## WHAT IS REQUIRED:
Reproduce the entries verbatim, starting at the beginning of the entries and continuing through the line containing "[0,50,283,137]", with that line included. Leave the pictures out of your reproduction.

## GIVEN RECORDS:
----
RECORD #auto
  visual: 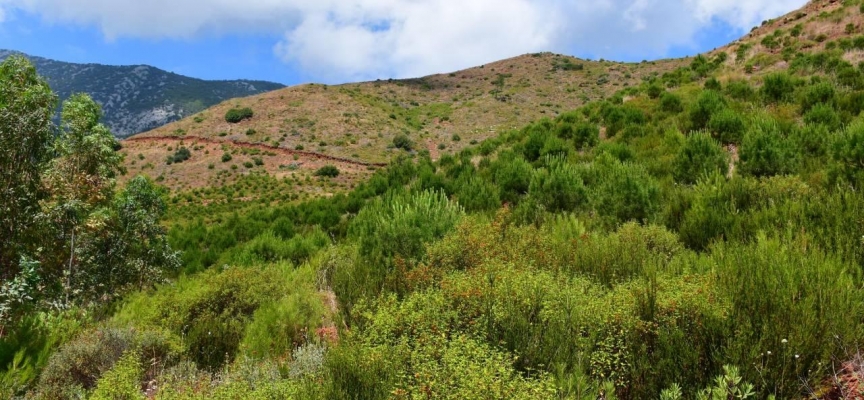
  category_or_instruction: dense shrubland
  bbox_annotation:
[0,14,864,399]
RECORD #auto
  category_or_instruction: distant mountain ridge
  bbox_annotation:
[0,50,285,137]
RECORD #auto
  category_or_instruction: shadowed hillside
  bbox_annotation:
[0,50,283,137]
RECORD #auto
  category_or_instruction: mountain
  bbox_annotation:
[133,53,687,162]
[127,0,864,193]
[0,50,284,137]
[124,52,689,194]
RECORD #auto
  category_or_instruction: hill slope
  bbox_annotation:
[130,0,864,195]
[127,53,688,188]
[0,50,284,137]
[138,53,684,162]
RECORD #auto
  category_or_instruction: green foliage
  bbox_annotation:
[115,264,321,371]
[36,328,182,399]
[726,80,756,101]
[740,119,798,176]
[168,147,192,164]
[0,56,57,280]
[801,82,837,113]
[759,72,795,103]
[660,92,684,114]
[225,107,255,124]
[804,103,842,131]
[393,135,414,151]
[589,156,660,223]
[528,159,588,212]
[333,191,463,310]
[491,153,533,204]
[456,176,501,212]
[240,267,326,359]
[831,121,864,188]
[645,81,666,99]
[315,165,339,178]
[573,123,600,149]
[707,108,746,144]
[672,132,729,184]
[219,226,330,266]
[690,90,726,130]
[90,352,144,400]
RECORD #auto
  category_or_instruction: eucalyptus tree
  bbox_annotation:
[0,56,57,281]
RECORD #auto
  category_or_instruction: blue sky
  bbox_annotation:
[0,0,805,85]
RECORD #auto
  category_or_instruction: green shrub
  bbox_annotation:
[90,351,144,400]
[114,263,308,372]
[36,328,182,399]
[690,90,726,130]
[759,72,795,103]
[315,165,339,178]
[707,108,746,144]
[334,191,463,310]
[705,76,723,92]
[831,121,864,188]
[804,103,842,131]
[711,236,862,398]
[726,80,756,101]
[225,107,254,124]
[740,120,798,176]
[645,82,666,99]
[219,228,330,266]
[660,92,684,114]
[169,147,192,164]
[393,135,414,151]
[528,161,588,212]
[573,123,600,149]
[591,156,660,224]
[801,82,837,114]
[672,132,729,184]
[492,154,533,204]
[240,267,326,359]
[456,176,501,212]
[596,142,636,162]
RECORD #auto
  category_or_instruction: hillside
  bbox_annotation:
[127,53,688,188]
[0,50,284,137]
[129,0,864,195]
[8,0,864,400]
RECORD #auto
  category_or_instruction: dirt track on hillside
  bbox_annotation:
[121,136,387,167]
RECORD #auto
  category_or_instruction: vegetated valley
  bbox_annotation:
[0,0,864,400]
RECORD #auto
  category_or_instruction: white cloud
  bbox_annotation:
[0,0,806,81]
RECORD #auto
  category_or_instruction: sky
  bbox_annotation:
[0,0,806,85]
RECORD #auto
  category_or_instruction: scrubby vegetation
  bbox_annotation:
[6,2,864,399]
[225,107,254,122]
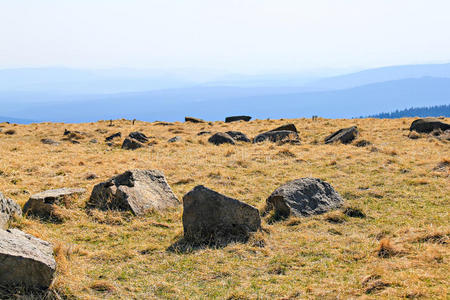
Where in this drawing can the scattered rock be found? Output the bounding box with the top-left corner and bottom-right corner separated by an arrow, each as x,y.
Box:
225,131 -> 251,143
253,130 -> 300,144
266,177 -> 344,217
168,136 -> 181,143
184,117 -> 205,123
270,123 -> 298,133
121,138 -> 145,150
0,193 -> 22,230
325,126 -> 359,144
183,185 -> 261,243
409,118 -> 450,133
225,116 -> 252,123
23,188 -> 86,222
88,170 -> 180,215
105,132 -> 122,142
208,132 -> 236,145
0,229 -> 56,289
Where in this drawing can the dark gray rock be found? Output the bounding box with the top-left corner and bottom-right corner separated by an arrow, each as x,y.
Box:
88,170 -> 180,215
253,130 -> 300,144
208,132 -> 236,145
183,185 -> 261,243
184,117 -> 205,123
121,138 -> 145,150
409,118 -> 450,133
23,188 -> 86,221
266,177 -> 344,217
0,229 -> 56,289
225,131 -> 251,143
105,132 -> 122,142
325,126 -> 359,144
0,193 -> 22,229
225,116 -> 252,123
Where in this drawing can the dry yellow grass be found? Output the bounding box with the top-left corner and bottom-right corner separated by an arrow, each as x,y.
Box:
0,119 -> 450,299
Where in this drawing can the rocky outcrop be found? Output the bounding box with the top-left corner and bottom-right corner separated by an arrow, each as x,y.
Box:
266,177 -> 344,217
208,132 -> 236,146
325,126 -> 359,144
183,185 -> 261,243
0,229 -> 56,289
225,116 -> 252,123
87,170 -> 180,215
0,193 -> 22,229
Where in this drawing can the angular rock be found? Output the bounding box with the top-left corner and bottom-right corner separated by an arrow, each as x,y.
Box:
23,188 -> 86,221
225,131 -> 251,143
183,185 -> 261,243
266,177 -> 344,217
208,132 -> 236,146
0,193 -> 22,229
122,138 -> 145,150
253,130 -> 300,143
270,123 -> 298,133
184,117 -> 205,123
88,170 -> 180,215
0,229 -> 56,289
105,132 -> 122,142
325,126 -> 359,144
225,116 -> 252,123
409,118 -> 450,133
128,131 -> 148,143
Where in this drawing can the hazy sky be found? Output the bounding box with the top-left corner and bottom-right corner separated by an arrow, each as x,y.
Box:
0,0 -> 450,72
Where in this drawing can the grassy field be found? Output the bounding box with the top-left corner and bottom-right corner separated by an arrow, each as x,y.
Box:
0,118 -> 450,299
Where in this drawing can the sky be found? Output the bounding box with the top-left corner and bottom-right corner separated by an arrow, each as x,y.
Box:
0,0 -> 450,73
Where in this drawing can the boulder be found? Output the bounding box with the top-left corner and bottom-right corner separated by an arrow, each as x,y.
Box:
122,138 -> 145,150
208,132 -> 236,145
270,123 -> 298,133
225,116 -> 252,123
266,177 -> 344,217
0,229 -> 56,289
128,131 -> 148,143
23,188 -> 86,221
183,185 -> 261,243
253,130 -> 300,143
409,118 -> 450,133
0,193 -> 22,229
325,126 -> 359,144
88,170 -> 180,215
184,117 -> 205,123
225,131 -> 251,143
105,132 -> 122,142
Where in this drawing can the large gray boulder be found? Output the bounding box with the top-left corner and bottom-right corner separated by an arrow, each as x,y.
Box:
409,118 -> 450,133
0,229 -> 56,289
266,177 -> 344,217
183,185 -> 261,243
253,130 -> 300,143
0,193 -> 22,229
208,132 -> 236,146
23,188 -> 86,221
325,126 -> 359,144
87,170 -> 180,215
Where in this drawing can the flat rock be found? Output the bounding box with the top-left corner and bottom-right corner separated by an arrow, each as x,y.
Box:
225,116 -> 252,123
23,188 -> 86,221
0,193 -> 22,229
225,131 -> 251,143
208,132 -> 236,146
183,185 -> 261,243
253,130 -> 300,143
325,126 -> 359,144
409,118 -> 450,133
0,229 -> 56,289
88,170 -> 180,215
266,177 -> 344,217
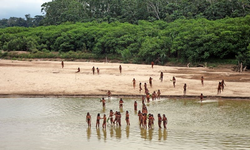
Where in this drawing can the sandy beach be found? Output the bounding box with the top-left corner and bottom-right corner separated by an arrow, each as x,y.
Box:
0,60 -> 250,99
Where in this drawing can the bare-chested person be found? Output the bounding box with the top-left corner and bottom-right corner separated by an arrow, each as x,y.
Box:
200,93 -> 203,102
162,114 -> 168,129
148,114 -> 153,129
92,66 -> 95,74
141,96 -> 145,105
183,83 -> 187,95
109,110 -> 114,125
139,82 -> 142,93
148,77 -> 153,87
119,98 -> 123,108
221,80 -> 226,91
125,111 -> 130,126
95,113 -> 101,128
173,77 -> 176,87
132,78 -> 136,88
160,72 -> 163,82
107,90 -> 111,98
119,65 -> 122,73
61,61 -> 64,68
117,112 -> 122,126
146,93 -> 150,103
158,114 -> 162,128
142,113 -> 147,128
96,67 -> 100,74
76,67 -> 81,73
217,82 -> 222,94
102,114 -> 107,128
134,101 -> 137,111
86,112 -> 91,127
101,98 -> 106,107
152,91 -> 157,100
138,110 -> 143,126
157,90 -> 161,99
201,76 -> 204,86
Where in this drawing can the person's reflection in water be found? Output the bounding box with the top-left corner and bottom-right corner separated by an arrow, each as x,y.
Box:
109,126 -> 114,138
148,129 -> 153,141
115,126 -> 122,139
163,129 -> 168,141
158,129 -> 162,141
96,128 -> 101,140
141,128 -> 147,139
102,129 -> 107,141
126,126 -> 130,138
87,128 -> 91,140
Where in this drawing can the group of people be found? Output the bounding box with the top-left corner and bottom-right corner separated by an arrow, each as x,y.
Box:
137,98 -> 168,129
86,95 -> 167,129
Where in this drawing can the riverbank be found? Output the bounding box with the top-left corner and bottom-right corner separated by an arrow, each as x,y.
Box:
0,60 -> 250,99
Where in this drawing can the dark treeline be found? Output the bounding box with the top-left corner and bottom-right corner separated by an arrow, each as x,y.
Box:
0,0 -> 250,27
0,16 -> 250,66
42,0 -> 250,25
0,14 -> 44,28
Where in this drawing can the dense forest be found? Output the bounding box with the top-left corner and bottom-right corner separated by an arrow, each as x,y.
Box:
0,0 -> 250,28
0,0 -> 250,67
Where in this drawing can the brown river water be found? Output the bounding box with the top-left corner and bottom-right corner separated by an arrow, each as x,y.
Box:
0,97 -> 250,150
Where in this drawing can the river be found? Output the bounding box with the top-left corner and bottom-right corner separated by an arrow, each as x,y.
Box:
0,97 -> 250,150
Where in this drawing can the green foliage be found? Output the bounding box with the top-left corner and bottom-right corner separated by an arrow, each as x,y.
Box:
0,15 -> 250,64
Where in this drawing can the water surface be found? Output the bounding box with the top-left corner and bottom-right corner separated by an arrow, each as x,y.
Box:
0,98 -> 250,150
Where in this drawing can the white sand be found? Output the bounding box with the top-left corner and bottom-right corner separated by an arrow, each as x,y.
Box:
0,60 -> 250,97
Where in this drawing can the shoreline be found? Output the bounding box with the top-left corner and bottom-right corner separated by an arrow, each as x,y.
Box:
0,94 -> 250,101
0,60 -> 250,100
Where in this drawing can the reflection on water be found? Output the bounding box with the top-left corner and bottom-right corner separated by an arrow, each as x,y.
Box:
0,97 -> 250,150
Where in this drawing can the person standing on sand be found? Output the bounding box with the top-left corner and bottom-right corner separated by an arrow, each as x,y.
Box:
132,78 -> 136,88
139,82 -> 142,93
92,66 -> 95,74
158,114 -> 162,129
172,77 -> 176,88
86,112 -> 91,127
160,72 -> 163,82
76,67 -> 80,73
101,98 -> 106,107
157,90 -> 161,99
119,98 -> 123,108
151,61 -> 155,68
162,114 -> 168,129
149,77 -> 153,87
125,111 -> 130,126
61,61 -> 64,68
201,76 -> 204,86
102,114 -> 107,129
96,67 -> 100,75
183,83 -> 187,95
107,90 -> 111,98
221,79 -> 226,91
217,82 -> 222,94
200,93 -> 203,102
95,113 -> 101,128
109,109 -> 114,125
134,101 -> 137,111
119,65 -> 122,73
----
## OUTPUT FOR THIS TASK:
RECORD #auto
  visual: 
  category_or_instruction: dense shrubland
  bbox_annotation:
[0,14,864,399]
RECORD #auto
  category_or_instruction: distant mountain ridge
  bbox_annotation:
[0,50,285,137]
RECORD #auto
  category_or_instruction: shadowed hillside
  bbox_annotation:
[0,50,283,137]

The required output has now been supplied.